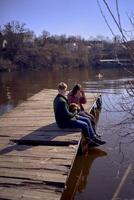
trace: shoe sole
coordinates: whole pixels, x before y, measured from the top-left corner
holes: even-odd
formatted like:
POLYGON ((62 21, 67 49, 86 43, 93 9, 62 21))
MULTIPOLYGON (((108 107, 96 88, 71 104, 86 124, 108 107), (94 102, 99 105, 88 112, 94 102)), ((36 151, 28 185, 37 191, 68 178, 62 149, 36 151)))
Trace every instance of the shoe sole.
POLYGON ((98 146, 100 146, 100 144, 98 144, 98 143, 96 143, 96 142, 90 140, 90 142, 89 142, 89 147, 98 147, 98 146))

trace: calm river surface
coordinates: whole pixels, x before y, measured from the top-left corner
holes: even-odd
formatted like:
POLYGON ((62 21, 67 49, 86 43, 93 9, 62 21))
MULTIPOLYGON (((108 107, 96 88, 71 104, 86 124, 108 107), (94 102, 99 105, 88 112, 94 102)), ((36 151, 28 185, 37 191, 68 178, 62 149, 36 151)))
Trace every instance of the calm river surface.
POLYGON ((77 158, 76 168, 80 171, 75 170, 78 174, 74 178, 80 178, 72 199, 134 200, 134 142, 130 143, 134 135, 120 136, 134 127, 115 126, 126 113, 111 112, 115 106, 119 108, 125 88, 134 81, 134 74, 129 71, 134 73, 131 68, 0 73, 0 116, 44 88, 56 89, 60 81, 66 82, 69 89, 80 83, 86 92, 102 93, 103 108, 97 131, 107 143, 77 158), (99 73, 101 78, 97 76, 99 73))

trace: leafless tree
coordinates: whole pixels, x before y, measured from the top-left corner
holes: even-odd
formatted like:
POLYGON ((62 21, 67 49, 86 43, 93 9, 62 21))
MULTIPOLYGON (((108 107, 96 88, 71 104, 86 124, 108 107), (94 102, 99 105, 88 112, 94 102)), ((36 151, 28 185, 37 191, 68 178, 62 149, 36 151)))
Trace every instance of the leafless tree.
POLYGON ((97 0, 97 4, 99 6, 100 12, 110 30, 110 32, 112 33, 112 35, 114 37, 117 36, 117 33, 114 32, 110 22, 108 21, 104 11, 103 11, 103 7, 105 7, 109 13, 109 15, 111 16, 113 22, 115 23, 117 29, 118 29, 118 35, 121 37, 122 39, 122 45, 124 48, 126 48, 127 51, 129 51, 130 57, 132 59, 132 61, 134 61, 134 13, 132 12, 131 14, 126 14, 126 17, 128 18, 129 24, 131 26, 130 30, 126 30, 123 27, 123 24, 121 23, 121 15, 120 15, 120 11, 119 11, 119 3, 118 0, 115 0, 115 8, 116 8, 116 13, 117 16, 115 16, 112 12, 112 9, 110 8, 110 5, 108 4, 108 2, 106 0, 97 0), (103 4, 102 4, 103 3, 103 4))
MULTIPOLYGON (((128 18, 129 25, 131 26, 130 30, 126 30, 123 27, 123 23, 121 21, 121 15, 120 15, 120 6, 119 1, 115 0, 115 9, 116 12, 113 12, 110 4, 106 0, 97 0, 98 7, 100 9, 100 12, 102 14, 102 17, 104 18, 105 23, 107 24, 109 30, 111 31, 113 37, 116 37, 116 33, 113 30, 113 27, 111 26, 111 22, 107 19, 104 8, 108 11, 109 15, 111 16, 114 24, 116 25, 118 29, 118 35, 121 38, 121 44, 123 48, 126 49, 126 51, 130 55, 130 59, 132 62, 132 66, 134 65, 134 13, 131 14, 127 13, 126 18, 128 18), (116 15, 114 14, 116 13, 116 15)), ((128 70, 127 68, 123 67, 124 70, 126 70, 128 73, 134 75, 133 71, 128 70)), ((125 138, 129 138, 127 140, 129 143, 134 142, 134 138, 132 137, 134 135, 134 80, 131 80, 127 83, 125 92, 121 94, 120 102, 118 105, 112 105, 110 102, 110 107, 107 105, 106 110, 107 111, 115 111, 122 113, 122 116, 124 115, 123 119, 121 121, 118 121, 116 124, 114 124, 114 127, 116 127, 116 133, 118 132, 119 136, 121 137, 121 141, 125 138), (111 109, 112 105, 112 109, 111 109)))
━━━━━━
• YOUR GOAL: Retype the whole of the data verbatim. Skip every picture.

• RESPONSE TO THE TASK:
trace: shoe sole
coordinates: whole pixels, x before y, measured from the top-left corner
holes: even-odd
formatted like:
POLYGON ((62 21, 67 49, 86 43, 93 9, 62 21))
MULTIPOLYGON (((108 107, 96 88, 71 104, 86 124, 108 107), (94 102, 99 105, 88 112, 94 102)), ((36 151, 28 185, 37 191, 68 178, 62 149, 36 151)))
Trace every instance of the shoe sole.
POLYGON ((98 146, 100 146, 100 144, 98 144, 98 143, 96 143, 96 142, 90 140, 90 142, 89 142, 89 147, 98 147, 98 146))

trace: calm river surface
coordinates: whole pixels, x before y, measured from the top-left corner
holes: even-odd
formatted like:
POLYGON ((62 21, 67 49, 86 43, 93 9, 62 21))
MULTIPOLYGON (((108 107, 96 88, 71 104, 86 124, 108 107), (94 102, 99 105, 88 112, 94 102)), ((36 151, 28 185, 37 191, 68 178, 62 149, 36 151)))
Trace every instance of the calm river surface.
POLYGON ((77 158, 76 168, 80 171, 75 170, 78 174, 74 178, 80 178, 72 199, 134 200, 134 142, 130 143, 134 135, 120 136, 134 127, 115 126, 126 113, 111 112, 115 106, 119 108, 125 88, 134 81, 134 74, 129 71, 134 73, 131 68, 0 73, 0 116, 44 88, 56 89, 60 81, 66 82, 69 89, 80 83, 86 92, 102 93, 103 108, 97 131, 107 143, 77 158), (99 73, 101 78, 97 76, 99 73))

trace: leafless tree
coordinates: whole pixels, x before y, measured from the top-left corner
holes: even-odd
formatted like:
POLYGON ((62 21, 67 49, 86 43, 93 9, 62 21))
MULTIPOLYGON (((108 107, 96 88, 71 104, 86 124, 108 107), (94 102, 99 105, 88 112, 94 102)), ((36 151, 28 185, 37 191, 68 178, 62 149, 36 151)))
Trace every instance of the leafless tree.
POLYGON ((97 0, 97 4, 99 6, 100 12, 110 30, 110 32, 112 33, 112 35, 114 37, 117 36, 117 33, 114 32, 110 22, 108 21, 104 11, 103 11, 103 7, 105 7, 109 13, 109 15, 111 16, 113 22, 115 23, 117 29, 118 29, 118 35, 121 37, 122 39, 122 45, 124 48, 126 48, 127 51, 129 51, 130 57, 132 59, 132 61, 134 61, 134 13, 132 12, 131 14, 126 14, 126 17, 128 18, 129 24, 131 26, 130 30, 126 30, 123 27, 123 24, 121 23, 121 15, 120 15, 120 11, 119 11, 119 3, 118 0, 115 0, 115 8, 116 8, 116 13, 117 16, 115 16, 112 12, 112 9, 110 8, 110 5, 108 4, 108 2, 106 0, 97 0), (103 4, 102 4, 103 3, 103 4))
MULTIPOLYGON (((128 18, 129 25, 131 26, 130 30, 126 30, 123 27, 123 23, 121 21, 121 15, 120 15, 120 6, 119 1, 115 0, 115 9, 116 12, 113 12, 110 4, 106 0, 97 0, 98 7, 100 9, 100 12, 102 14, 102 17, 104 18, 105 23, 107 24, 109 30, 111 31, 113 37, 116 37, 116 33, 113 30, 113 27, 111 26, 111 22, 107 19, 104 8, 108 11, 109 15, 111 16, 114 24, 116 25, 118 29, 118 35, 121 38, 121 44, 123 48, 126 49, 126 51, 130 55, 130 59, 132 62, 132 66, 134 65, 134 13, 131 14, 127 13, 126 18, 128 18), (116 15, 114 14, 116 13, 116 15)), ((128 70, 127 68, 123 67, 124 70, 126 70, 128 73, 134 75, 133 71, 128 70)), ((125 138, 129 138, 127 140, 129 143, 134 142, 134 138, 132 137, 134 135, 134 80, 131 80, 127 83, 125 92, 121 94, 120 102, 118 105, 112 105, 110 102, 110 107, 107 105, 106 110, 107 111, 115 111, 122 113, 122 116, 124 115, 123 119, 121 121, 118 121, 116 124, 114 124, 114 127, 116 127, 116 133, 118 132, 119 136, 121 137, 121 141, 125 138), (111 109, 112 105, 112 109, 111 109)))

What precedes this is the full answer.